#### [Exercise details]
Where in the records does the word "nostril" occur? Copy each line in which it does.

----- Supplied entries

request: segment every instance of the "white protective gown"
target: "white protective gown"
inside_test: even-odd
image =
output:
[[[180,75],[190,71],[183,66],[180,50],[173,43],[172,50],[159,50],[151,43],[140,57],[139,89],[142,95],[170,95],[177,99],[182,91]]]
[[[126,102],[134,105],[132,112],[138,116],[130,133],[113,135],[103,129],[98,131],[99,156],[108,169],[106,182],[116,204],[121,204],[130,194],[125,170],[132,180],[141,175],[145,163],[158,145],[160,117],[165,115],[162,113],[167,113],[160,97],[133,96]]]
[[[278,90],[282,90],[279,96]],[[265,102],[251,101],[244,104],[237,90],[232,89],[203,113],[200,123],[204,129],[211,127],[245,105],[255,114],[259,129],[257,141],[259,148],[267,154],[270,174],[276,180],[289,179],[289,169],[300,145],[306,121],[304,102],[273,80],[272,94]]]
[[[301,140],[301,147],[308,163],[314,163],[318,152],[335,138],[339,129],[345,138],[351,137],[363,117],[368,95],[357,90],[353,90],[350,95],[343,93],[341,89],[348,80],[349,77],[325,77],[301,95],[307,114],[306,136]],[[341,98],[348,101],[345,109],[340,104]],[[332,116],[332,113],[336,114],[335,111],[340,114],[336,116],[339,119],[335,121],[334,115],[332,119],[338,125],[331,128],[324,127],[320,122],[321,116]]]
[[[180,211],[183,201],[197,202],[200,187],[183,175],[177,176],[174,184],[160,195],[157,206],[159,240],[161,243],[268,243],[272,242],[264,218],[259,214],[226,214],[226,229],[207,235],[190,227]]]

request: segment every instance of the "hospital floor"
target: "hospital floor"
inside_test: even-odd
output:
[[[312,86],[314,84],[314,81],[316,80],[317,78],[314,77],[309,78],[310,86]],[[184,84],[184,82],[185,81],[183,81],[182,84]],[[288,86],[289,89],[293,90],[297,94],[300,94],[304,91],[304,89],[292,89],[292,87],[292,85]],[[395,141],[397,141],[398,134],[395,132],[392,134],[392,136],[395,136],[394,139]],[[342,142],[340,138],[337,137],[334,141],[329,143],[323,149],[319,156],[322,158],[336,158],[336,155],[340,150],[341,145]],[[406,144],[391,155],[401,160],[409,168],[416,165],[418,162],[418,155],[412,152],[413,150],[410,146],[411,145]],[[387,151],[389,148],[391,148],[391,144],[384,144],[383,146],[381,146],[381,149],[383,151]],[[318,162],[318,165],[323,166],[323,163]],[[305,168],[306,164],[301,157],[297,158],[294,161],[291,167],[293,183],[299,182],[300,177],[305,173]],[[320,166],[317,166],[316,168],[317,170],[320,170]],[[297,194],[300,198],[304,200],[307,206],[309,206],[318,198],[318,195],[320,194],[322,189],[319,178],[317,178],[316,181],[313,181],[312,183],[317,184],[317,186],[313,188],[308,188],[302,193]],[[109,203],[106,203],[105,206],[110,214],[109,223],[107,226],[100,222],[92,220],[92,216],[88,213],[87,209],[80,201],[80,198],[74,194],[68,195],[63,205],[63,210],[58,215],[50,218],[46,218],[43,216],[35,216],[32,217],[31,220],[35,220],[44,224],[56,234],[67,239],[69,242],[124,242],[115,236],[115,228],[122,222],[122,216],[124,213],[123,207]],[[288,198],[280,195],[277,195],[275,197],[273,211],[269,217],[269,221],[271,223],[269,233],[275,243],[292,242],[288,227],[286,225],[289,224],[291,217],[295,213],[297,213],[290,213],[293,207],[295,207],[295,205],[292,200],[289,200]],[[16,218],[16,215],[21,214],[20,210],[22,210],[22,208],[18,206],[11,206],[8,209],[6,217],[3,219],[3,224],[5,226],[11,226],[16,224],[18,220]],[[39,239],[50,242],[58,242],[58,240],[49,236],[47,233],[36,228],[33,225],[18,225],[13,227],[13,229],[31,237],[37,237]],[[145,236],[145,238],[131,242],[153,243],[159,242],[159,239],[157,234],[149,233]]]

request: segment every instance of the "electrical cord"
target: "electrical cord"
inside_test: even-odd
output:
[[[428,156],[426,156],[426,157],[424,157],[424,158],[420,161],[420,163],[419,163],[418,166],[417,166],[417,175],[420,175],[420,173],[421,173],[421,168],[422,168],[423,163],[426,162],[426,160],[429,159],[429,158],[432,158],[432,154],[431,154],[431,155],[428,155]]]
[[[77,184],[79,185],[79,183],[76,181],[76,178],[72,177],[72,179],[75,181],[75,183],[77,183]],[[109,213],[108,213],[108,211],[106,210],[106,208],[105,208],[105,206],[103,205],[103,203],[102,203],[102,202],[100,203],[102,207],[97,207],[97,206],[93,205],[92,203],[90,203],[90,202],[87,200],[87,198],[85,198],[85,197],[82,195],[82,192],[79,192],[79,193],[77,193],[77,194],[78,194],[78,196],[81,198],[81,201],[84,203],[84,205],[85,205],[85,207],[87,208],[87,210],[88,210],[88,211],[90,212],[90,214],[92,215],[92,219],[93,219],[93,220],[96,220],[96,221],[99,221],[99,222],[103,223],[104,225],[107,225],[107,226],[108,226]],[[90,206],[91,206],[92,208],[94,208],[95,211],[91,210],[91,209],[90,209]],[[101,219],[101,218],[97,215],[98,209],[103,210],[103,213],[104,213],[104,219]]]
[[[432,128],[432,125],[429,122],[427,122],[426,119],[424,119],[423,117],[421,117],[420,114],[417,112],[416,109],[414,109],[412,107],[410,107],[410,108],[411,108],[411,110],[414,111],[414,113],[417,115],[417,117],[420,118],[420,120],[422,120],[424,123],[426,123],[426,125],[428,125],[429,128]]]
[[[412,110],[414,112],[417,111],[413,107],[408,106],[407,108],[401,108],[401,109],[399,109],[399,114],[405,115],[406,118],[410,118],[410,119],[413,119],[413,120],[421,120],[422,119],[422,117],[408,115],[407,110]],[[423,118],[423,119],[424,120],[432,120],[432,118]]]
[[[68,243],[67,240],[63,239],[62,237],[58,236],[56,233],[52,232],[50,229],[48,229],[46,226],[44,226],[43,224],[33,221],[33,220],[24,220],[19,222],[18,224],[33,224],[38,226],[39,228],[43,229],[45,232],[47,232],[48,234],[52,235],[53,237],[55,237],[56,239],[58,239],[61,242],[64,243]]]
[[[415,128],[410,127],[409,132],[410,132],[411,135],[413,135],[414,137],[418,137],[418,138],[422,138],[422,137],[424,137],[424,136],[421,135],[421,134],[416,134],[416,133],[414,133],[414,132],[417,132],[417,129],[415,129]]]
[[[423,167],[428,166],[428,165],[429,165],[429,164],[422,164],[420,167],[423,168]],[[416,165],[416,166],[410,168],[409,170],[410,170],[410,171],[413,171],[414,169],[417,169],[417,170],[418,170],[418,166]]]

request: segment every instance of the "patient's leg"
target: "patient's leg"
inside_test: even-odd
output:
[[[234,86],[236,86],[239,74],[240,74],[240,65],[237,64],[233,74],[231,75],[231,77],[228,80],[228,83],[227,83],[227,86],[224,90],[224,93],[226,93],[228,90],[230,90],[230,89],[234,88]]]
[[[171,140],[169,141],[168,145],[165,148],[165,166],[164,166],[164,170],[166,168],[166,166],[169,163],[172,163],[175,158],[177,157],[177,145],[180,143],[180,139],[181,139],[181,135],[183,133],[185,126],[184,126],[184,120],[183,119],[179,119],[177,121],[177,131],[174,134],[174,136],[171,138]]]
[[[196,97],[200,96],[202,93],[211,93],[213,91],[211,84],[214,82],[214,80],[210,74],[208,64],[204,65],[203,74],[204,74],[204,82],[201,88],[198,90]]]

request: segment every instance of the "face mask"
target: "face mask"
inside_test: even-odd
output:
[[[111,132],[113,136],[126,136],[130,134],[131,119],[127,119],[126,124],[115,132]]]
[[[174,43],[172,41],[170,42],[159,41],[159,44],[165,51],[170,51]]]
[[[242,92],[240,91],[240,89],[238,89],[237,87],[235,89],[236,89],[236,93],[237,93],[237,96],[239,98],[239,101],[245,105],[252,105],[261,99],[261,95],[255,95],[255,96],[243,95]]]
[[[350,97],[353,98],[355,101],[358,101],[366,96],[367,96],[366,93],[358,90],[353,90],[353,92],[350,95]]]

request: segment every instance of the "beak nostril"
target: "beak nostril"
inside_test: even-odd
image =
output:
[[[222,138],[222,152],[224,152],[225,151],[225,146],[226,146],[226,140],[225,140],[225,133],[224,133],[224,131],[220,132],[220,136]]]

----------
----- Supplied entries

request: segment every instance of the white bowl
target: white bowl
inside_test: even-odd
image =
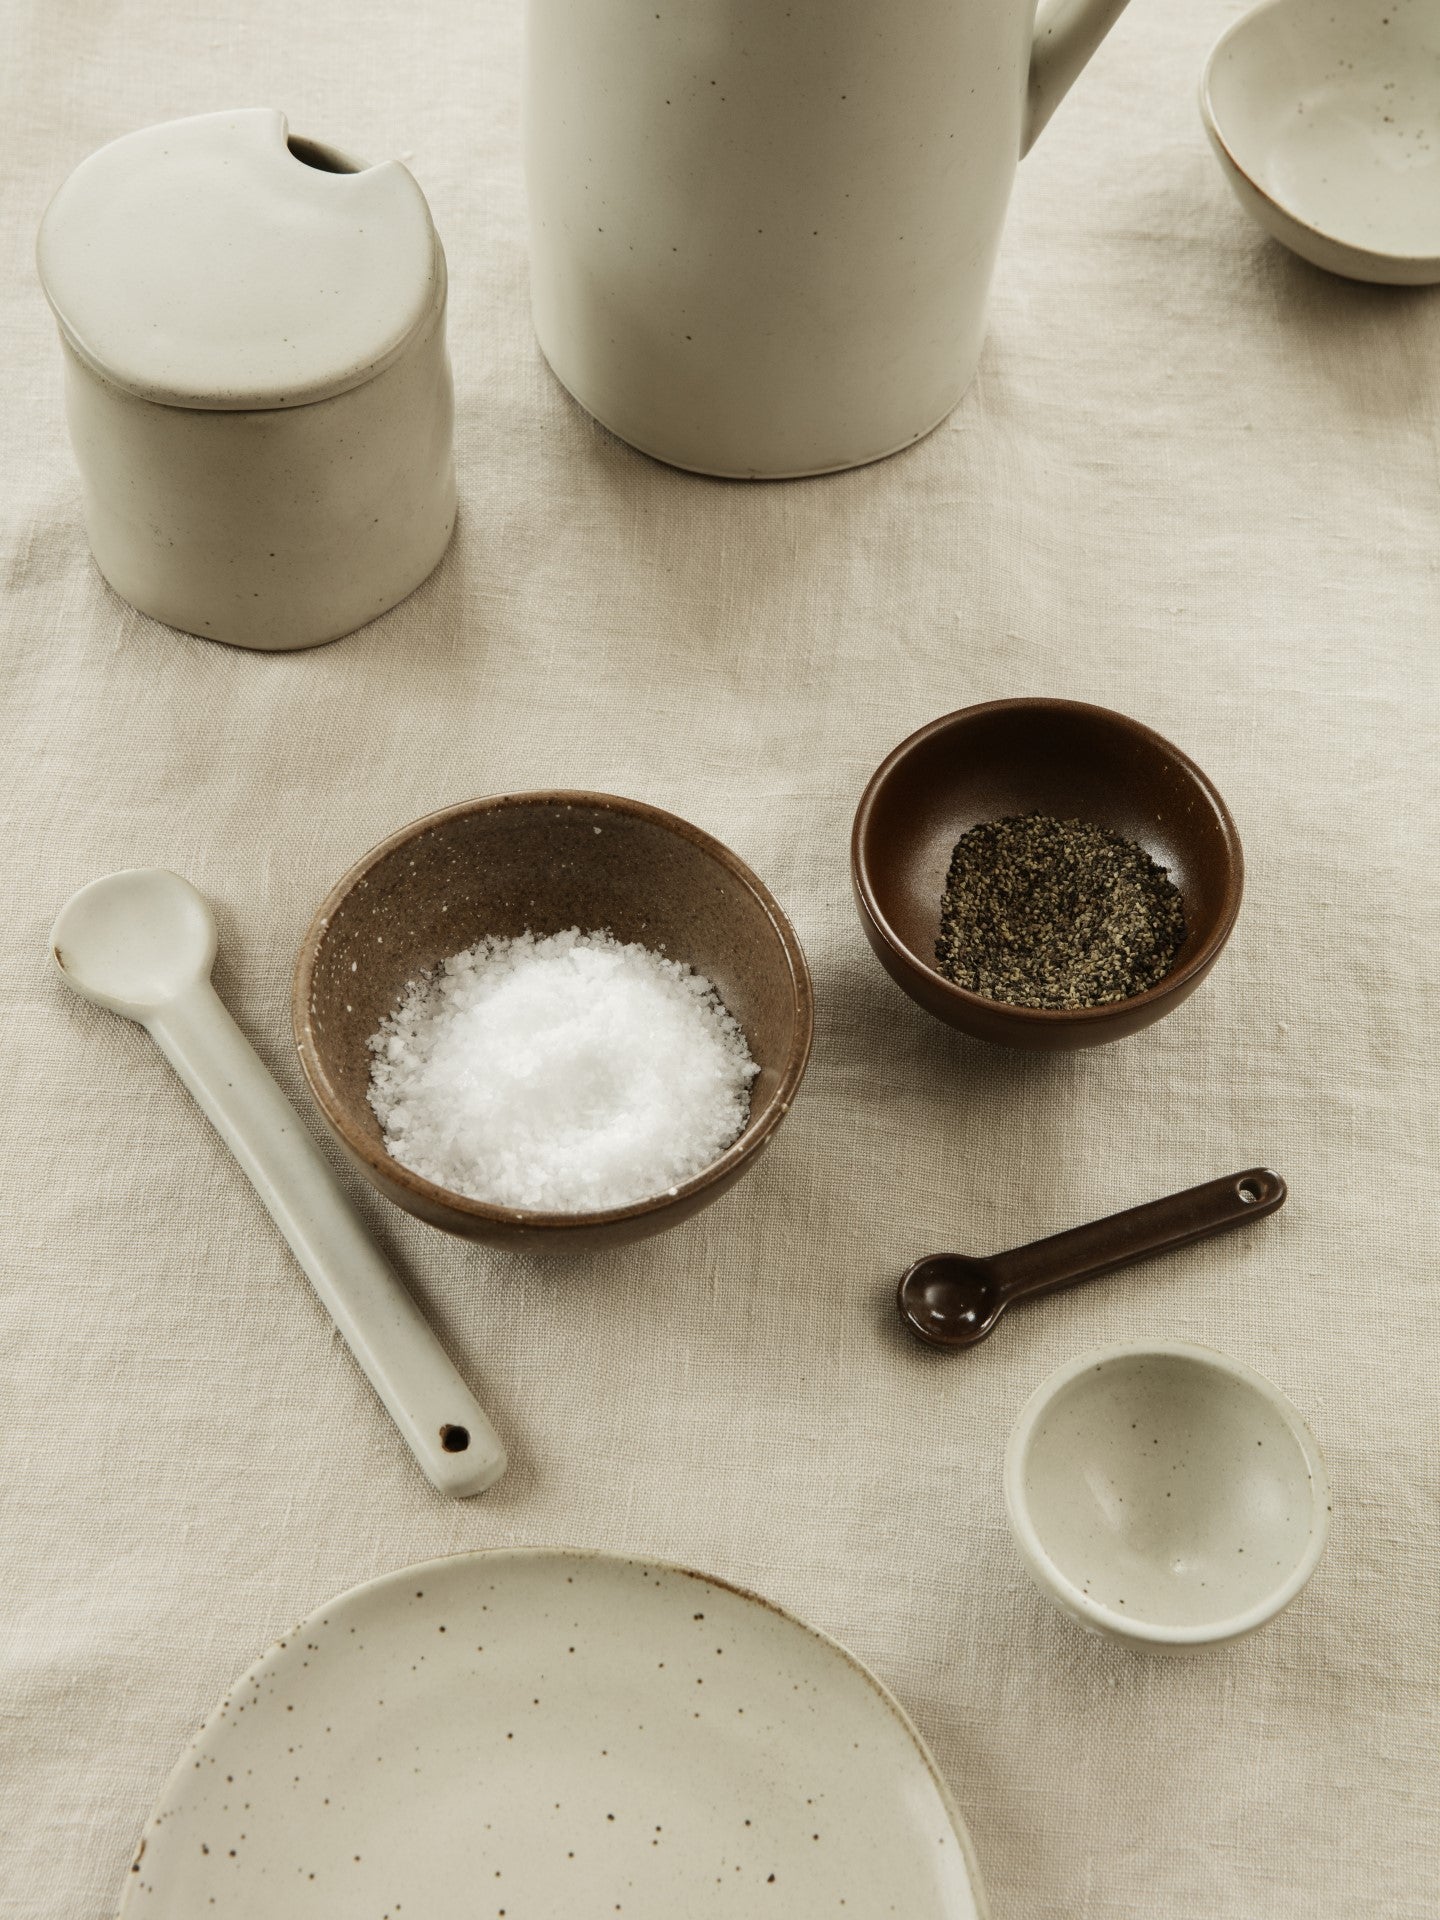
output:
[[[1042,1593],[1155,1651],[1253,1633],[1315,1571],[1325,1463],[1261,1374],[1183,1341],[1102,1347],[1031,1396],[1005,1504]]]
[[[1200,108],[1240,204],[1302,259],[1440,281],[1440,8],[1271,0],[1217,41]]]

----------

#### [Result for this task]
request: segment every instance of the "beak nostril"
target: "beak nostril"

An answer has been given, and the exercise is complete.